## Aufgabe
Bitte setzen Sie den Text über den Basler Tramwagen N°209 nach seinem letzten Satz fort.

## Ausgangsdokument

····················

Drämmli Geschichte
Wie das Basler «Drämmli» seinen Platz im Garten fand
Vorgeschichte
Als ich Ende der 70er Jahre in Hochwald spazieren ging, traute ich meinen Augen nicht. Erblickte ich doch in einem grossen Garten einen Basler 2-Achser Motorwagen. Ja – in Originalgrösse versteht sich. Jahre später kontaktierte ich die Besitzerfamilie mit der Bitte ein paar Fotos für eine Website zu knipsen. Der Wagen war nun bereits mit einer Holzkonstruktion überdacht. Der Besitzer konnte manche interessante Geschichte zum Tram erzählen.
Aktivzeit des 209er
Die Basler Verkehrs-Betriebe BVB kauften damals diese Motorwagen in 5 Serien (N°173-216) Gebaut von der Schweizerischen Industrie Gesellschaft, Neuhausen (SIG) Unter anderem auch den Wagen Be 2/2 N°209 / Jahrgang 1933 (aus 5. Serie N°207-216) für den Preis von 64'760.- CHF. Das knapp 9,5 Meter lange und 13,2 Tonnen schwere Fahrzeug stammt aus der 5. Serie N°207-216. Die Fahrzeuge standen damals auf allen Linien im Einsatz. Die letzten dieser Zweiachser verkehrten bis 1979 im Fahrplanverkehr. Bereits am 31.12.1978 wurde der besagte Wagen N°209 «zum Wacker» ausrangiert.
Erhaltene Wagen
Im Jahr 2022 sind nur noch drei Fahrzeuge der 5. Serie erhalten.
209 Privatbesitz CH
213 Sporvejsmuseet Skjodenaesholm DK
215 Basler Verkehrs-Betriebe BVB
Einmalige Gelegenheit
Durch einen Kollegen erfuhr Werner, dass der besagte Wagen N°209 bei der BVB soeben ausgemustert war und im Depot Wiesenplatz auf sein vermeintliches Ende wartete.

····················

## Vorliegende Datensätze
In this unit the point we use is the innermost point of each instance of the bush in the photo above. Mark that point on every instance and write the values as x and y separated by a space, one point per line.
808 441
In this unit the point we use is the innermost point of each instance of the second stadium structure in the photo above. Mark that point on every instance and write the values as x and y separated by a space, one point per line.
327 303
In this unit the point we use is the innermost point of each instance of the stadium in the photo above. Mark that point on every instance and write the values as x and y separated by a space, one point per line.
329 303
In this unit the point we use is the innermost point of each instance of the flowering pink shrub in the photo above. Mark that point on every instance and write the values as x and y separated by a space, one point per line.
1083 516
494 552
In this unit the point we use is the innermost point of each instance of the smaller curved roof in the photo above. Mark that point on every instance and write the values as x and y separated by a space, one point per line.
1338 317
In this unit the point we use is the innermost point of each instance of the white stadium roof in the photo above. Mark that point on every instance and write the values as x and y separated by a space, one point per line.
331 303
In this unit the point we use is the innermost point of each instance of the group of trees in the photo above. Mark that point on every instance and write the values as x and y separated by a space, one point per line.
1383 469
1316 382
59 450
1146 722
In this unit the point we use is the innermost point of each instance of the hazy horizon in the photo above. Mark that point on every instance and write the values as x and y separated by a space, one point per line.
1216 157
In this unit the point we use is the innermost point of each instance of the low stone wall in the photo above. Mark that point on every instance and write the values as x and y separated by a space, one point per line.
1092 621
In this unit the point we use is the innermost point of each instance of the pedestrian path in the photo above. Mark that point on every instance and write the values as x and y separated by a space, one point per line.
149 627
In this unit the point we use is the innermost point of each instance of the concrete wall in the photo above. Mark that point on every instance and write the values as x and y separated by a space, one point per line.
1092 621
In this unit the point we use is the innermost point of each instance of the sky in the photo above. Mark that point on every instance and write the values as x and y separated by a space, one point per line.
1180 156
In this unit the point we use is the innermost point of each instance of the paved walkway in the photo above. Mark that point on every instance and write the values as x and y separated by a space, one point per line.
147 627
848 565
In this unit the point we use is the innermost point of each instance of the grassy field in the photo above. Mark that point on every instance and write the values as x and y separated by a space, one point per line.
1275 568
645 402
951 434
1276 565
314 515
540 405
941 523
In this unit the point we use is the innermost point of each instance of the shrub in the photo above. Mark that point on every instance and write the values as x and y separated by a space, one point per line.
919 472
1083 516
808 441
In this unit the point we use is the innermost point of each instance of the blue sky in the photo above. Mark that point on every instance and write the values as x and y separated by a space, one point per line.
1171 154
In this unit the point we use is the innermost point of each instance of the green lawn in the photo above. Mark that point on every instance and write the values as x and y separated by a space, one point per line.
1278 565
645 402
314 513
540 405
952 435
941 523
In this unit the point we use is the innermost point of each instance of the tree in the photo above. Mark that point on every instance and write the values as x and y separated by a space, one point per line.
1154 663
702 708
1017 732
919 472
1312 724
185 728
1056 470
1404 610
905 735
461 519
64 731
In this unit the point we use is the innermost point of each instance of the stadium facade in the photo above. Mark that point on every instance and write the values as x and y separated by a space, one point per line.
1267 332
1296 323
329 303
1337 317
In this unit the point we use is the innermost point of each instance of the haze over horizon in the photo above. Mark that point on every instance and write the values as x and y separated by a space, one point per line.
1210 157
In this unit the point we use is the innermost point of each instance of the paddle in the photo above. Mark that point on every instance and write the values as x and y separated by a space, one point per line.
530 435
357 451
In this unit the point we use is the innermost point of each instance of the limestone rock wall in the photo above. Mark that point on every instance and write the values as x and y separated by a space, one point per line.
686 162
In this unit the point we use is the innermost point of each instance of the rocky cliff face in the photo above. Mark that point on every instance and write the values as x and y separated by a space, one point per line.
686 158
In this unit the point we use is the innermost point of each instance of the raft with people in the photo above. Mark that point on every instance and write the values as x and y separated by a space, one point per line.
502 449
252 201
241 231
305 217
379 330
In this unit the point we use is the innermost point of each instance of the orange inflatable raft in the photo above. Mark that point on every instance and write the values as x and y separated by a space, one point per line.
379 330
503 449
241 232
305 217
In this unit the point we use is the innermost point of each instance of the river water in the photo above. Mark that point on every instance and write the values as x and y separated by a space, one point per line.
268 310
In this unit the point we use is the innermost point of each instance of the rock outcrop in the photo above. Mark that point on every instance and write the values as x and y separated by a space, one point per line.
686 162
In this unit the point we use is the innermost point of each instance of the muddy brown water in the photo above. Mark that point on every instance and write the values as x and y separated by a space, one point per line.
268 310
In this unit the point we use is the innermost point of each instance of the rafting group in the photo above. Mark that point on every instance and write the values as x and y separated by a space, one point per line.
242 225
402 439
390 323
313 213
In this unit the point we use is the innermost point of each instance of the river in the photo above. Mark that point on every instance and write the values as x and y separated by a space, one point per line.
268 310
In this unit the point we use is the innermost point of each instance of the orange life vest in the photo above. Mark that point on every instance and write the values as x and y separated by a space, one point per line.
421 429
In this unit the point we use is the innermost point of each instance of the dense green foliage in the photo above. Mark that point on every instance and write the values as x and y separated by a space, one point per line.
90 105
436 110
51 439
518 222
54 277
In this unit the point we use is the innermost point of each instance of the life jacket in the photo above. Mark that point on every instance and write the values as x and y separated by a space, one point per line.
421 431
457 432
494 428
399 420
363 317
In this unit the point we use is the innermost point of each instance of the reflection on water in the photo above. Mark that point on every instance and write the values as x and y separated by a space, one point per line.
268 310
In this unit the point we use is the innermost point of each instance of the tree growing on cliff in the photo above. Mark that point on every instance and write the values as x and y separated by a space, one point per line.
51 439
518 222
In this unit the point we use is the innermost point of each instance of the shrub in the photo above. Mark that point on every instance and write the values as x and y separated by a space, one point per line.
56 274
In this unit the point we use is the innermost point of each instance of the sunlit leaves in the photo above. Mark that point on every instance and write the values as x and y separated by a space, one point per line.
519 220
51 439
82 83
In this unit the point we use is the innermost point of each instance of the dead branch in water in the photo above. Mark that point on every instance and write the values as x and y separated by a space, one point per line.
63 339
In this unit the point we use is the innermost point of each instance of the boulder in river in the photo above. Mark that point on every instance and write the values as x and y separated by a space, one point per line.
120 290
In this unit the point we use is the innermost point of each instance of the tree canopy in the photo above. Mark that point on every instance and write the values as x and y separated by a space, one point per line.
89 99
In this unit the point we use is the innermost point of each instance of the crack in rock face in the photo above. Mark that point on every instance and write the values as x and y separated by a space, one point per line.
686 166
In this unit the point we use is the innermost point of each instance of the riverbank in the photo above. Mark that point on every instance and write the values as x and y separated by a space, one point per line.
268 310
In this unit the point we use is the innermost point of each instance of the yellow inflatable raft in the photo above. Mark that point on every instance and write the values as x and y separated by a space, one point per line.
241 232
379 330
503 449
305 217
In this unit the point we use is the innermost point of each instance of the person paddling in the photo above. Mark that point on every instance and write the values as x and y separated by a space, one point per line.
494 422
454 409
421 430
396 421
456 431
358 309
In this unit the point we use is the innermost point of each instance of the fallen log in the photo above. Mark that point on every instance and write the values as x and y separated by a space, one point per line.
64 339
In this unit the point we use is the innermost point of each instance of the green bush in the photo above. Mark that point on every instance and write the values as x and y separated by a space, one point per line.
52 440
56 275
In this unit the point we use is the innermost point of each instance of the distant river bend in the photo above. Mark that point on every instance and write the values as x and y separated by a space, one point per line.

····················

## Ergebnis
Werner der «Drämmli-Liebhaber» nutzte die Gelegenheit um seinen Traum zu verwirklichen: Ein «Apérodrämmli» im eigenen Garten.
Nun sollte es also Realität werden!
Für die Innenausstattung nähte die Tochter bereits hübsche Vorhänge für die Fenster.
Ansprechende kleine Tische wurden gezimmert.
Mit der entsprechenden Betriebsspannung versorgte man später die Bordelektrik, stilecht über den Stromabnehmer, um zumindest die Beleuchtung betreiben zu können.
Kein Problem für Werner als gelernter Elektriker dies zu realisieren.
Eigentlich befand sich der Wagen in fahrtauglichem Zustand – und ist dies auch heute noch. Ursprünglich bestand die Idee ein längeres Gleis zu verlegen um ein paar Meter in den Garten hinaus fahren zu können. Diese Idee wurde aber dann doch nicht realisiert.
Transport / Überdachung
Die ganze Familie packte bei den Vorbereitungsarbeiten beherzt an.
Vater, Mutter und zwei Kinder in Aktion. Auch einige Bekannte und Freunde packten tatkräftig an und leisteten viele freiwillige Arbeitsstunden an diesem Projekt.
So wurde der Platz ausgehoben und geebnet, der Schotter auf dem planierten Platz aufgebracht, Schwellen gelegt und Schienen mit einem ausgeliehenen Schrauber festgezogen. Endlich bereit das Fahrzeug aufzunehmen.
Mit einem Tieflader brachte eine Transportfirma den Tramwagen vom BVB Depot Wiesenplatz zum Grundstück nach Hochwald (SO). Der monströse Auslegerkran hob das 13 Tonnen schwere Gefährt präzise auf das vorbereitete Gleis.
Nun stand es also da, das Basler Tram.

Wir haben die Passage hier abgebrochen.